[Start DATA SUPPLIED]
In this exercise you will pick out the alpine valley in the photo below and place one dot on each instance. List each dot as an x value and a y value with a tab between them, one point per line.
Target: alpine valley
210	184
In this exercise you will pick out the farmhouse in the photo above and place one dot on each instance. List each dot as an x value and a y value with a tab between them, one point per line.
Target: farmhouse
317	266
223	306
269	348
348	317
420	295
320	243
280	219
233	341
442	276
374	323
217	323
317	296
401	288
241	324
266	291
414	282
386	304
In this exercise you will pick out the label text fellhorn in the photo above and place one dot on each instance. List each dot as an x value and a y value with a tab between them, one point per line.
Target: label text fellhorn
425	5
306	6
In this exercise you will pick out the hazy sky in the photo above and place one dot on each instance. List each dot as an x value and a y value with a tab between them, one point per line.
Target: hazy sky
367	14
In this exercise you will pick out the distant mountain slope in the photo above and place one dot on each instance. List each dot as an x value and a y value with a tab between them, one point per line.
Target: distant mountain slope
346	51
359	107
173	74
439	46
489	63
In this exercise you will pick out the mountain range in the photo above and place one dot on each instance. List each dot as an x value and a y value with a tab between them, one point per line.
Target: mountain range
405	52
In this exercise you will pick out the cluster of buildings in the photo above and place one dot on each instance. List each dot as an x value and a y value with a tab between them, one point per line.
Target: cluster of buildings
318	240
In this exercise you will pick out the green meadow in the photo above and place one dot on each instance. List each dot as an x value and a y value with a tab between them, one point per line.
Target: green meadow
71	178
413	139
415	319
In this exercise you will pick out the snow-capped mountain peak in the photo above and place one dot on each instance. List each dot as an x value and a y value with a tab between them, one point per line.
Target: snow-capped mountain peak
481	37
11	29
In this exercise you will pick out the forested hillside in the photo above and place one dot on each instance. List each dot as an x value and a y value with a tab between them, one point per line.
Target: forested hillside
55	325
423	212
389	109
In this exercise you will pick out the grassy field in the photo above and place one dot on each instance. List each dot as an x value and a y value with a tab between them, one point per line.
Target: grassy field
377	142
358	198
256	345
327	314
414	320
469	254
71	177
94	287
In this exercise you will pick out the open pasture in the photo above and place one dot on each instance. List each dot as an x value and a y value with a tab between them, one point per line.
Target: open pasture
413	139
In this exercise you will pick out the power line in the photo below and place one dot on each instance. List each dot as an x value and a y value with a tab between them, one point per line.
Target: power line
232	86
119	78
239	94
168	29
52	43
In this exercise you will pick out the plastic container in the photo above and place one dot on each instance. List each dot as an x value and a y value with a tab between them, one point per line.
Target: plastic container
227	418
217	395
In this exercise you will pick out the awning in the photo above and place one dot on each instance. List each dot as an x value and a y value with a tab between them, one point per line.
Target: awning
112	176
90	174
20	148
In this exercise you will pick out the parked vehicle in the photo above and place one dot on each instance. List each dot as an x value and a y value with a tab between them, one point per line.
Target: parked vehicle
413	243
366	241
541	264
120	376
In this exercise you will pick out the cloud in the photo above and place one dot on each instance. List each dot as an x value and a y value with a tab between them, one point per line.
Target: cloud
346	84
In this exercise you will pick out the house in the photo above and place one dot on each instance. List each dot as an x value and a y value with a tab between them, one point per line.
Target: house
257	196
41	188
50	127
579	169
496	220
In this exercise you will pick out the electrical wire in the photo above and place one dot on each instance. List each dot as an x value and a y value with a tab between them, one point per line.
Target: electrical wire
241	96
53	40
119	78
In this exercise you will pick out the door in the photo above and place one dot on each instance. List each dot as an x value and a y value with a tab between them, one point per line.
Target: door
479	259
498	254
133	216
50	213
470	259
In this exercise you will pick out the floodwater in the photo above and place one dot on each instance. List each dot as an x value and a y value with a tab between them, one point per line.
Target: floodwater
[End DATA SUPPLIED]
■ GIVEN TASK
Repeat all of the records above exactly as written.

■ COMPLETED TASK
In this exercise you will pick out the alpine valley in the photo below and place one dot on each instance. List each dot as an x value and a y value with a tab between them, one point per line.
Target: alpine valley
210	184
In this exercise you will pick out the farmhouse in the photo above and place one dot on each instance. List each dot as an x value and a y value with a tab between them, one point per line.
Target: farmhouse
317	266
223	306
269	348
348	317
420	295
320	243
280	219
233	341
442	276
374	323
217	323
317	296
401	288
241	324
266	291
414	282
386	304
In this exercise you will pick out the label text fellhorn in the photo above and place one dot on each instance. List each dot as an x value and a y value with a tab between them, one point per line.
Target: label text fellhorn
425	5
306	6
In this exercise you will pick out the hazy sky in the photo above and place one dot on each instance. List each dot as an x value and a y value with a tab between them, one point per line.
Target: hazy sky
367	14
In this exercise you will pick out the distant mountain slope in the photo above and place one dot on each instance. List each dot as an x value and a y value with a tab between them, one point per line.
Target: distant mountain slope
346	51
359	107
173	74
439	46
489	63
In this exercise you will pick out the mountain range in the photo above and place one dot on each instance. List each dot as an x value and a y value with a tab between them, one point per line.
Target: mountain range
405	52
In this exercise you will pick out the cluster of buildings in the photo above and place one dot on each instance. List each dot as an x value and a y value with a tab between them, one point per line.
Target: cluster of buildings
318	240
In this exercise you will pick out the green meadow in the photo above and place one dot on each instance. List each dot as an x value and a y value with a tab between them, one point per line.
Target: green meadow
71	178
413	139
415	319
In this exercise you will pick out the snow-capped mountain peak in the photo above and place one dot on each instance. List each dot as an x value and a y value with a tab between them, one point per line.
Target: snow-capped mountain peak
481	37
11	29
In this exercise you will pick out the forested hillside in the photo above and place one dot on each instance. List each dot as an x value and a y value with a tab between them, one point per line.
Target: forested hillside
55	325
423	212
389	109
In this exercise you will pick out the grassy field in the photo above and place one dot on each instance. List each dot as an x value and a y value with a tab between them, one point per line.
Target: grassy field
377	142
358	198
256	345
327	314
414	320
469	254
71	177
94	287
In this exercise you will pick out the open pasture in the photo above and place one dot on each instance. List each dot as an x value and a y value with a tab between them, one point per line.
Target: open pasture
413	139
In this exercise you will pick out the power line in the photo below and place one dot on each instance. List each dot as an x value and a y value with a tab between them, one point per line.
Target: power line
232	86
119	78
239	94
168	29
52	43
In this exercise you will pick out the plastic container in the photo above and place one dot on each instance. List each dot as an x value and a y value with a tab between them, one point per line.
Target: plastic container
227	418
217	395
In this exercise you will pick out the awning in the photo above and place one dot on each instance. List each dot as an x value and a y value with a tab between them, one point per line.
Target: awning
112	176
90	174
20	148
In this exercise you will pick out the parked vehicle in the photo above and place one dot on each instance. List each dot as an x value and a y value with a tab between them, one point per line.
Target: parked vehicle
413	243
366	241
541	264
120	376
In this exercise you will pick out the cloud in the photo above and place one dot on each instance. List each dot as an x value and a y value with a tab between them, one point per line.
Target: cloud
346	84
In this exercise you will pick out the house in the photo above and place one dot on each instance. List each dot as an x value and a y value with a tab between them, one point per line.
Target: house
257	196
41	188
50	127
579	169
496	220
In this exercise you will pick out the electrical wire in the photo above and place one dot on each instance. List each dot as an x value and a y value with a tab between them, one point per line.
Target: electrical wire
241	96
53	40
119	78
In this exercise you will pick out the door in the photo above and place one dot on each instance. List each dot as an x value and a y value with a tab between them, one point per line.
Target: door
479	259
498	254
133	216
50	213
470	259
In this exercise you will pick out the floodwater in the photo above and place one dot on each instance. List each dot as an x value and a y value with a tab between them, one point per line.
Target: floodwater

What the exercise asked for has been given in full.